▶ Extract provided
The GREGORIAN calendar went into effect in all Catholic countries, Spain, France, etc., but non-Catholic like Great Britain refused. By 1752 the Julian Calendar was 11 days out of sync and Britain and it’s American colonies finally caved in and adopted the Gregorian calendar.

The Maya calendar consists of several cycles or counts of different lengths and thus did not need Leap Years. The 260-day count is known to scholars as the Tzolkin. The Tzolkin was combined with a 365-day vague solar year known as the Haab' to form a synchronized cycle lasting for 52 Haab', called the Calendar Round. Smaller cycles of 13 days, the trecena, and 20 days, the veintena, were important components of both cycles.


----------



## mikewint (Dec 21, 2012)

▶ Exercise
Extend the forum thread on calendar history above, picking up right after its final line.

▶ Provided material

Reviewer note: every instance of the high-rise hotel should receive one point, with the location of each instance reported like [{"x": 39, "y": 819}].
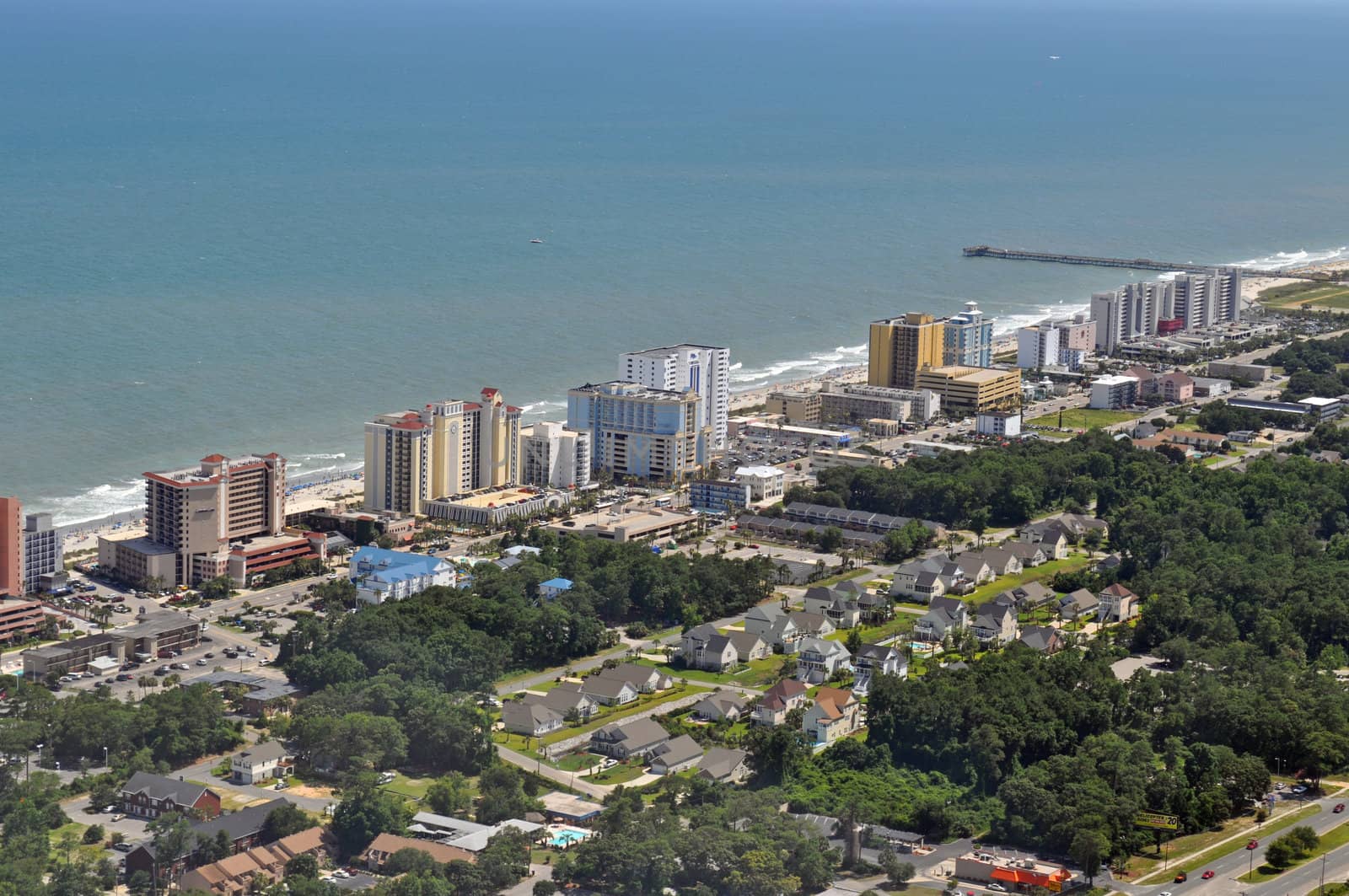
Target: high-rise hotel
[{"x": 447, "y": 448}]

▶ Exercise response
Ready for another End of the World, Christian this time:
Prophecy of the Popes
The prophecy was attributed to Saint Malachy, the 12th-century bishop of Armagh in Ireland. According to the traditional account, in 1139, Saint Malachy was summoned to Rome by Pope Innocent II. While in Rome, Saint Malachy purportedly experienced a vision of future popes, which he recorded as a sequence of cryptic phrases. Systematically recording the names of 112 Popes into the future. This manuscript was then deposited in the Roman Archive, and thereafter forgotten about until its rediscovery in 1590.

Saint Malachy implies Cardinal Joseph Ratzinger's chosen name would be Benedictine- Benedict XVI, which is the fulfilment the prophecy of the 111th Pope.

Prophesy dictates that our present Pope, Pope Benedict XVI is our second to last Pope, whose death will signal the 112th, Last, and Final Pope..."Peter The Roman". The possibilty of this happening in a year or so 2012/2013 is very real. The date and chosen name of this 112th pope will signal the apocalypse.

During the final persecution of the Holy Roman Church, the seat will be occupied by Peter the Roman,
who will feed his sheep in many tribulations;
and when these things are finished, the seven-hilled city will be destroyed,
and the formidable Judge will judge his people.
The End.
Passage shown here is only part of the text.